Document passage:
-=-=-
Venezuelan Daily Brief

Published in association with The DVA Group and The Selinger Group, the Venezuelan Daily Brief provides bi-weekly summaries of key news items affecting bulk commodities and the general business environment in Venezuela.

Friday, August 31, 2012

August 31th, 2012

Economics & Finance

Venezuela's internal debt up 40% in the first half of 2012
Although the crude oil price is about U$D 100, due to an official policy of extensive indebtedness internal and external debt rose by 18% during the first semester of 2012, according to data from the Finance and Planning Ministry which reflects it rose from U$D 79.2 billion in December 2011 to U$D 93.5 billion by the end of June this year. (El Universal, 08-30-2012;

Government has U$D 6 billion available in the Chinese Fund
China and Venezuela contributed U$D 6 billion to establish the China Fund as a way for the government to increase its liquid assets. The China Development Bank disbursed U$D 4 billion and the Venezuelan National Development Fund (FONDEN) U$D 2 billion. President Chávez has said the fund is already activated and the Ministry of Foreign Affairs stated that the resources were already deposited, stated AFP. (El Universal, 08-29-2012;


Venezuela in ‘no hurry’ to restart oil refinery after fires
Venezuela is carrying out an “exhaustive” inspection of its biggest refinery before attempting to restart processing after extinguishing a four-day fire yesterday caused by an explosion that killed 48 people. State-owned Petroleos de Venezuela, S.A. is “in no hurry” to restart the Amuay refinery and will allow for at least a one-day cooling-down period, Oil Minister Rafael Ramirez told reporters in Falcon state near the plant. (Bloomberg, 08-29-2012;; Reuters,; Veneconomy,; CNN,

Refinery disaster reveals weaknesses in Venezuela oil company, financial hit expected
The deadly blast and fire at Venezuela’s biggest refinery are prompting critics to question whether the state oil company has been neglecting maintenance while helping fund government programs under President Hugo Chavez.
-=-=-
Exercise brief:
In the Venezuelan Daily Brief, copy the part that begins at the words "Refinery disaster reveals" and stops after "President Hugo Chavez.", swapping "state oil company" for "national oil company".

Supplied information:
-=-=-
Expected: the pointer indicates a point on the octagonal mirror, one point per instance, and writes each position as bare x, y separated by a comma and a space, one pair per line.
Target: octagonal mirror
-=-=-
Solved problem:
Refinery disaster reveals weaknesses in Venezuela oil company, financial hit expected
The deadly blast and fire at Venezuela’s biggest refinery are prompting critics to question whether the national oil company has been neglecting maintenance while helping fund government programs under President Hugo Chavez.